--- What you should do ---
Update the entries below by changing every "depicted" to "shown". Leave everything else unchanged.

┄┄┄┄┄┄

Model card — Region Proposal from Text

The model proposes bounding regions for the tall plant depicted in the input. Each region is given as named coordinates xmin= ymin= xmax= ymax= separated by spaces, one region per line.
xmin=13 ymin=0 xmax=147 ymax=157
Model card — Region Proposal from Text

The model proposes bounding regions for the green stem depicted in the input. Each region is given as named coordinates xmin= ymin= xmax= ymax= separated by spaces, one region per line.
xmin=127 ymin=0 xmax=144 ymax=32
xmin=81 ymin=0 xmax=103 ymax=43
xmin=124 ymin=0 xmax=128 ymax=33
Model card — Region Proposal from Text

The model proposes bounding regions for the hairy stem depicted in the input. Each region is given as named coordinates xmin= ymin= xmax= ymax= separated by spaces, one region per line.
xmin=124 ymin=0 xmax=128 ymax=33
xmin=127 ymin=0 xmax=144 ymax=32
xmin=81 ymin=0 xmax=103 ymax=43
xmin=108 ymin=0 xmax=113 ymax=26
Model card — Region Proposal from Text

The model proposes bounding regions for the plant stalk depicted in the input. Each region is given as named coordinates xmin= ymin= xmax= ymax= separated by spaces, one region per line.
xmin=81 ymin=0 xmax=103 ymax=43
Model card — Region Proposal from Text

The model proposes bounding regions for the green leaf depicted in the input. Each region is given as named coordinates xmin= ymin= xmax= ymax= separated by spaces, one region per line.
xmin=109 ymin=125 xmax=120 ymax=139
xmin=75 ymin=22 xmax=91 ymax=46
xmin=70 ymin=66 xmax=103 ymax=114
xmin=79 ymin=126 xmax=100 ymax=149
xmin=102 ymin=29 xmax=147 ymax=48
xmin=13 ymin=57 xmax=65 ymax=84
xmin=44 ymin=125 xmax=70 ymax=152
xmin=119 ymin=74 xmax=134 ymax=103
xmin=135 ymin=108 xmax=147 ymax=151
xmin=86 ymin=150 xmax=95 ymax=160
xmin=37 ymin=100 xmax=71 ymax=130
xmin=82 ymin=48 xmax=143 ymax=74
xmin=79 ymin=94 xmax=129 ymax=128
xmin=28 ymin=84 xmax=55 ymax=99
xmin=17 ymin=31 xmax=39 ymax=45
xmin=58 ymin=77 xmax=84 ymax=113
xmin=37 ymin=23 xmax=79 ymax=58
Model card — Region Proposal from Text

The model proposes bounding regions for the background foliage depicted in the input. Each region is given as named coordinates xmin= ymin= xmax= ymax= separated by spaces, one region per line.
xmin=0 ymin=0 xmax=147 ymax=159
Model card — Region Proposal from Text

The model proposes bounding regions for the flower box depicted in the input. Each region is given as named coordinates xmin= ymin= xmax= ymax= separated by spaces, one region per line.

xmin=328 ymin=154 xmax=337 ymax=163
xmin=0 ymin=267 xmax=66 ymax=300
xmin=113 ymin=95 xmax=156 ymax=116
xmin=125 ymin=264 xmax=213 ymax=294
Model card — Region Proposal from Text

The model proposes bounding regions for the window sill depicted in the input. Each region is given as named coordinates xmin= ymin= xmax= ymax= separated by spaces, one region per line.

┄┄┄┄┄┄

--- Response to the task ---
Model card — Region Proposal from Text

The model proposes bounding regions for the tall plant shown in the input. Each region is given as named coordinates xmin= ymin= xmax= ymax= separated by spaces, one region per line.
xmin=13 ymin=0 xmax=147 ymax=157
Model card — Region Proposal from Text

The model proposes bounding regions for the green stem shown in the input. Each region is given as named coordinates xmin= ymin= xmax= ymax= separated by spaces, one region per line.
xmin=127 ymin=0 xmax=144 ymax=32
xmin=81 ymin=0 xmax=103 ymax=43
xmin=124 ymin=0 xmax=128 ymax=33
Model card — Region Proposal from Text

The model proposes bounding regions for the hairy stem shown in the input. Each region is given as named coordinates xmin= ymin= xmax= ymax= separated by spaces, one region per line.
xmin=124 ymin=0 xmax=128 ymax=33
xmin=127 ymin=0 xmax=144 ymax=32
xmin=81 ymin=0 xmax=103 ymax=43
xmin=108 ymin=0 xmax=113 ymax=26
Model card — Region Proposal from Text

The model proposes bounding regions for the plant stalk shown in the input. Each region is given as named coordinates xmin= ymin= xmax= ymax= separated by spaces, one region per line.
xmin=81 ymin=0 xmax=103 ymax=43
Model card — Region Proposal from Text

The model proposes bounding regions for the green leaf shown in the input. Each region is given as named coordinates xmin= ymin= xmax= ymax= separated by spaces, one region per line.
xmin=109 ymin=125 xmax=120 ymax=139
xmin=75 ymin=22 xmax=91 ymax=46
xmin=70 ymin=66 xmax=103 ymax=114
xmin=79 ymin=126 xmax=100 ymax=149
xmin=102 ymin=29 xmax=147 ymax=48
xmin=13 ymin=57 xmax=65 ymax=84
xmin=44 ymin=125 xmax=70 ymax=152
xmin=119 ymin=74 xmax=134 ymax=103
xmin=135 ymin=108 xmax=147 ymax=151
xmin=86 ymin=150 xmax=95 ymax=160
xmin=37 ymin=100 xmax=71 ymax=130
xmin=82 ymin=48 xmax=143 ymax=74
xmin=79 ymin=94 xmax=129 ymax=128
xmin=28 ymin=84 xmax=55 ymax=99
xmin=17 ymin=31 xmax=39 ymax=45
xmin=58 ymin=77 xmax=84 ymax=113
xmin=37 ymin=23 xmax=79 ymax=58
Model card — Region Proposal from Text

The model proposes bounding regions for the background foliage shown in the input. Each region is given as named coordinates xmin= ymin= xmax= ymax= separated by spaces, one region per line.
xmin=0 ymin=0 xmax=147 ymax=159
Model card — Region Proposal from Text

The model proposes bounding regions for the flower box shown in the input. Each region is given as named coordinates xmin= ymin= xmax= ymax= separated by spaces, one region per line.

xmin=328 ymin=154 xmax=337 ymax=163
xmin=0 ymin=267 xmax=66 ymax=300
xmin=113 ymin=95 xmax=156 ymax=116
xmin=125 ymin=264 xmax=213 ymax=294
Model card — Region Proposal from Text

The model proposes bounding regions for the window sill shown in the input. Each region is given as named coordinates xmin= ymin= xmax= ymax= separated by spaces, one region per line.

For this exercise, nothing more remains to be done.